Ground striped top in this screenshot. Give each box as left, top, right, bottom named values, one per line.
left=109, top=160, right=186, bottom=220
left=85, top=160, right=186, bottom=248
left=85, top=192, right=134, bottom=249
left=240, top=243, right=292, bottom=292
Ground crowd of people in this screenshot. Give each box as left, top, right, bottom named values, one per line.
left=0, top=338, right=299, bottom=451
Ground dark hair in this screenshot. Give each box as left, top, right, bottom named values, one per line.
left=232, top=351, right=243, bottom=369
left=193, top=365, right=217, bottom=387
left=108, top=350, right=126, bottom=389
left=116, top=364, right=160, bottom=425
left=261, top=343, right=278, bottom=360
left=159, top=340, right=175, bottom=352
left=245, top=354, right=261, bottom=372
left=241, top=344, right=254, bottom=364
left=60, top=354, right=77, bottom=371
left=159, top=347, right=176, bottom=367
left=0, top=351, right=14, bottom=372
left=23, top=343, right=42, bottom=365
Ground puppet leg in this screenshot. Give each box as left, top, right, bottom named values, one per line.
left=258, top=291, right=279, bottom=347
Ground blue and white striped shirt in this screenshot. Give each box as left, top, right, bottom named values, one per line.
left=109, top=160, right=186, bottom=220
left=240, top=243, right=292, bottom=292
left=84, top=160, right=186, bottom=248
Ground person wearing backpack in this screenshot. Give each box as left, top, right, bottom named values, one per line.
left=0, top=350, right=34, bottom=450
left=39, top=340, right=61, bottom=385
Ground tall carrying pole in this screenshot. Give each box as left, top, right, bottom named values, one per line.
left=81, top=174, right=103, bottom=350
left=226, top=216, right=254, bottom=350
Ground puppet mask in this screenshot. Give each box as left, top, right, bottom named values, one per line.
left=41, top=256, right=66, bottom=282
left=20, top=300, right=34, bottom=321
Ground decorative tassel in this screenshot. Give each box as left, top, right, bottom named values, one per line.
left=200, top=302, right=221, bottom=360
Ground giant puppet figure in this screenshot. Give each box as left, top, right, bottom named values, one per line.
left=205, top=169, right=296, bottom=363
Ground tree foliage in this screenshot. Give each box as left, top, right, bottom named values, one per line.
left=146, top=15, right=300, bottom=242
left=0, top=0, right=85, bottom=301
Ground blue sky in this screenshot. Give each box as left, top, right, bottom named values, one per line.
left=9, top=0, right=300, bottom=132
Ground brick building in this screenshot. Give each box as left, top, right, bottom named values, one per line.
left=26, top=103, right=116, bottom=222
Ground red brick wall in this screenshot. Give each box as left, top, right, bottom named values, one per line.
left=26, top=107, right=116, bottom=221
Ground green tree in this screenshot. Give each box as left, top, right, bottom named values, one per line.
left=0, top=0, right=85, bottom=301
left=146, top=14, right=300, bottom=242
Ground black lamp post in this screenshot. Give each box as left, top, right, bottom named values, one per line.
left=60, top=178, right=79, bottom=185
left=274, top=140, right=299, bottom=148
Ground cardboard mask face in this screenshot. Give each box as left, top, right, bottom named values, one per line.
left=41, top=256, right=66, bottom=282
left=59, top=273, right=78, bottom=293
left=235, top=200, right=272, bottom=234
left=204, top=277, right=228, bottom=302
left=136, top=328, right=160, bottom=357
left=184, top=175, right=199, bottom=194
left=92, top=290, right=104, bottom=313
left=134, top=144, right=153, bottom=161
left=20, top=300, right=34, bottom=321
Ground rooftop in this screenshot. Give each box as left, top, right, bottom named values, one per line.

********************

» **Problem**
Please return exactly the lines from the one containing "Ground brick building" through the end of the entries above, adding no other line.

» **Reply to the exercise**
Ground brick building in this screenshot. Give each box as left, top, right, bottom named values, one per line.
left=26, top=103, right=116, bottom=222
Ground red brick wall in this screenshot. Give each box as left, top, right, bottom named values, one per line.
left=26, top=107, right=116, bottom=221
Ground green tree in this screenshot. Give each box as left, top, right, bottom named values, one per line.
left=0, top=0, right=85, bottom=301
left=146, top=14, right=300, bottom=242
Ground black lamp post in this screenshot. Give each box as left, top, right, bottom named values, one per line.
left=60, top=178, right=79, bottom=185
left=274, top=140, right=299, bottom=148
Ground cardboard mask face in this screenshot. Give each box as left, top, right, bottom named values, one per line.
left=41, top=256, right=66, bottom=282
left=59, top=273, right=78, bottom=293
left=235, top=200, right=272, bottom=234
left=204, top=277, right=228, bottom=302
left=136, top=328, right=160, bottom=357
left=184, top=175, right=199, bottom=194
left=92, top=290, right=104, bottom=313
left=134, top=144, right=153, bottom=161
left=20, top=300, right=34, bottom=321
Ground rooftop in this screenshot. Give each box as left, top, right, bottom named values, one per line.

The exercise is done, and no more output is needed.